##### EXCERPTED PASSAGE #####

Stanley William Toomath (12 November 1925 – 20 March 2014) was a New Zealand architect who practised mainly in Wellington. He was a founding member of the Architectural Group in Auckland in 1946, a life member of the Wellington Architectural Centre and a Fellow of the New Zealand Institute of Architects.  Both the founding of the Group and the Architectural Centre were important factors in New Zealand's modernist architectural history.

Early life and education
Born in Lower Hutt, Toomath studied architecture at the Auckland College of the University of New Zealand between 1945 and 1949. He graduated with a Bachelor of Architecture, and was awarded a UNZ two-year travelling scholarship which took him to Europe in 1951.  Adding an early Fulbright Graduate Award in 1952 enabled him to complete a MArch at the Harvard Graduate School of Design where he was taught by I. M. Pei and was a co-student with John Hejduk. He briefly worked with Walter Gropius at the Architects' Collaborative and then with I. M. Pei before returning to New Zealand in 1954.

Architectural practice
On his return from New York Toomath set up practice, and three years later was joined by Derek Wilson to establish Toomath and Wilson. Toomath and Wilson were later joined by Don Irvine and Grahame Anderson in 1972, forming the firm Toomath Wilson Irvine Anderson Ltd.

##### EXTRACTED INFORMATION #####

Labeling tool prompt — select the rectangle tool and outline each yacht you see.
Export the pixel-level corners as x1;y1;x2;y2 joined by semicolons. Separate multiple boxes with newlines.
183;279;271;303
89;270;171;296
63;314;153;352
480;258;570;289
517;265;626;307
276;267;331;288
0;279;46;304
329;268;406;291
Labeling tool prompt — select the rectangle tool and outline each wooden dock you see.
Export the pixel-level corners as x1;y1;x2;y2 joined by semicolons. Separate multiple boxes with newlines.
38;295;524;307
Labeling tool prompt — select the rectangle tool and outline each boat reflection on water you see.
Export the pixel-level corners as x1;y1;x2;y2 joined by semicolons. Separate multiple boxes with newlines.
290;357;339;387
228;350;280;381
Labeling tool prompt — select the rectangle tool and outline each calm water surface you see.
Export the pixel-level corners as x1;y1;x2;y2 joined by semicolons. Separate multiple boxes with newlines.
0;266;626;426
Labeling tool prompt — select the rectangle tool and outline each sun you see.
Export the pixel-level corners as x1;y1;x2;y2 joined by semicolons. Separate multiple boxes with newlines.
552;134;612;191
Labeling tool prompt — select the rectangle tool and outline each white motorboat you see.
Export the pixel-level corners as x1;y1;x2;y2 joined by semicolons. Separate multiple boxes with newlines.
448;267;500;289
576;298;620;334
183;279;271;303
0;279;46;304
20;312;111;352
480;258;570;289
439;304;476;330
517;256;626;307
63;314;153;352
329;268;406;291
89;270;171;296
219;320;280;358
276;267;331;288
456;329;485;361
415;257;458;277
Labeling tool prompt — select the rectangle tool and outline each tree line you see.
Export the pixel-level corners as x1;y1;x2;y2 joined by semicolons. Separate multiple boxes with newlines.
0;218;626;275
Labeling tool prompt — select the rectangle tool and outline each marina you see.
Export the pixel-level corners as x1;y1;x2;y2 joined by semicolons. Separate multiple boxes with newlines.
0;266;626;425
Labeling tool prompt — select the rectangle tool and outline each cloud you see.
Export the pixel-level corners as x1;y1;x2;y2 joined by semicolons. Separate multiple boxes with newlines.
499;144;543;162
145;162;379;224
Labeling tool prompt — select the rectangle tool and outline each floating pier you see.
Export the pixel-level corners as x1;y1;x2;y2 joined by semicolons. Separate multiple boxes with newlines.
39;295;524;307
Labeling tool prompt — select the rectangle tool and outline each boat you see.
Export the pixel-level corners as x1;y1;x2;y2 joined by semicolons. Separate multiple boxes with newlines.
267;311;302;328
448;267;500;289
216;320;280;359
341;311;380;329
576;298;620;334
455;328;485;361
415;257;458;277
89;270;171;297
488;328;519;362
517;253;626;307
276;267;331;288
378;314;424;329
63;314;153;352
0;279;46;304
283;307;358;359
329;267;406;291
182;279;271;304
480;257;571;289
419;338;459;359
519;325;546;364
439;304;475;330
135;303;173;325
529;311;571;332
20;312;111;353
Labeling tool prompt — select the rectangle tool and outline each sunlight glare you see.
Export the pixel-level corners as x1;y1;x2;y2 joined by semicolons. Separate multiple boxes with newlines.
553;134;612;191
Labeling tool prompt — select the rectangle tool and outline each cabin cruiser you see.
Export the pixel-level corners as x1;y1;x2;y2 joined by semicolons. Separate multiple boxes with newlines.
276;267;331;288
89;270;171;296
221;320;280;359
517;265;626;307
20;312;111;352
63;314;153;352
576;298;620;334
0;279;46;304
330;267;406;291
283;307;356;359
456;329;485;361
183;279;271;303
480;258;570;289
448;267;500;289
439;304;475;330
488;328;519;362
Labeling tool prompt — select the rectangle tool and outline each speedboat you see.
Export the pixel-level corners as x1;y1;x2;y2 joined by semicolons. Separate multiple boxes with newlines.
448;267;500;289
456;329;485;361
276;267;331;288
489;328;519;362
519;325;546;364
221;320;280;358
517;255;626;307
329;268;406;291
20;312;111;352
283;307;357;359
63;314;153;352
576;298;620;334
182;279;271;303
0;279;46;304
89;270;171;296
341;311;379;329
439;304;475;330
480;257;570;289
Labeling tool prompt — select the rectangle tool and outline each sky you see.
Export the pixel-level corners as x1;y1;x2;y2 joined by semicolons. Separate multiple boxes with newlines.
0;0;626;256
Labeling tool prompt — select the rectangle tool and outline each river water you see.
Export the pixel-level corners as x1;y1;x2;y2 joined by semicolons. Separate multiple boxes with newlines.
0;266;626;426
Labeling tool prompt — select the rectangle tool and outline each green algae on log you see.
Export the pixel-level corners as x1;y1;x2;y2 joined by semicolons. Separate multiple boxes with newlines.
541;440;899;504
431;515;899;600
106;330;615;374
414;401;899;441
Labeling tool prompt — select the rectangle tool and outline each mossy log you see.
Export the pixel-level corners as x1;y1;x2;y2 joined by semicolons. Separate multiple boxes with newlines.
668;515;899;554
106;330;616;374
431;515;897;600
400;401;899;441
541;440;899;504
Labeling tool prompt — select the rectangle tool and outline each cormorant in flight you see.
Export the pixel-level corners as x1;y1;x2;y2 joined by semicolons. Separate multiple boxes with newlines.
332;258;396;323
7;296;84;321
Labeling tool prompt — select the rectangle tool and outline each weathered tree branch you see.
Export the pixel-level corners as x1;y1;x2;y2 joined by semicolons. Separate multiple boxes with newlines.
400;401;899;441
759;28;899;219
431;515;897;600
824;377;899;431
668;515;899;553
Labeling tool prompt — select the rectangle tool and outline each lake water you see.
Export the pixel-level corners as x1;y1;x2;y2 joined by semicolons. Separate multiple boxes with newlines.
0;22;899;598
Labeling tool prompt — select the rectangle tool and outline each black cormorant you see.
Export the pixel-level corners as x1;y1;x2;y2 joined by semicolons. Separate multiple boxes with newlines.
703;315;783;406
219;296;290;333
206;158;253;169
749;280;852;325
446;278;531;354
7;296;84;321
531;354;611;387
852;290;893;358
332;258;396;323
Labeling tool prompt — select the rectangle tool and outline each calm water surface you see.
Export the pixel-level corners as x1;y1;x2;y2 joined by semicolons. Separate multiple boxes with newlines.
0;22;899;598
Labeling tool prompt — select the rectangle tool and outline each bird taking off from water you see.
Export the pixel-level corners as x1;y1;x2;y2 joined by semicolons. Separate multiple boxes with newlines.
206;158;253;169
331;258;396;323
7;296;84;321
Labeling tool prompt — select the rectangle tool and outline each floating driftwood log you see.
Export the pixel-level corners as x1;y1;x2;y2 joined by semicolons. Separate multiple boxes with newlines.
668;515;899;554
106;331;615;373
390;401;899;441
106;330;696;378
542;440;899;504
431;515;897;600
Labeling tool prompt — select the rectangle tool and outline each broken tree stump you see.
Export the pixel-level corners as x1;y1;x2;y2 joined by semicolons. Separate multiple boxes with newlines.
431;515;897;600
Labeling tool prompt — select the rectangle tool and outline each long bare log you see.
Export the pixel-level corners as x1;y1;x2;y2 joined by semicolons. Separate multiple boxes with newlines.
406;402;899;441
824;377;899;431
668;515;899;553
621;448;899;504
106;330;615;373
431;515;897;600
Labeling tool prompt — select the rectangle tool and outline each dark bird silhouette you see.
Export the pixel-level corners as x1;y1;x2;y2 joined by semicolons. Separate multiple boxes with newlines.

#####

[WHAT IS BEING ASKED]
Continue the biography of architect Stanley Toomath from the point where it ends.

[EXERCISE ANSWER]
Toomath's work reflects an exploratory and intelligent engagement with modernist architectural ideas.  A key architectural interest was the articulation of continuous space, which is particularly evident in his Toomath Senior house, Lower Hutt (1949), and the Mackay house, Silverstream (1961).  The Toomath Senior house is famous as the site of a discussion Toomath and Lew Martin had with architectural historian Nikolaus Pevsner about New Zealand construction.  Pevsner found the detailing of a post in the carport unrefined.  Toomath argued that it reflected an honesty in detailing, relevant to New Zealand architecture.  The Mackay House, Silverstream is symmetrically planned and was designed for a couple without children.  It was awarded the New Zealand Institute of Architects (NZIA) Bronze Medal in 1962.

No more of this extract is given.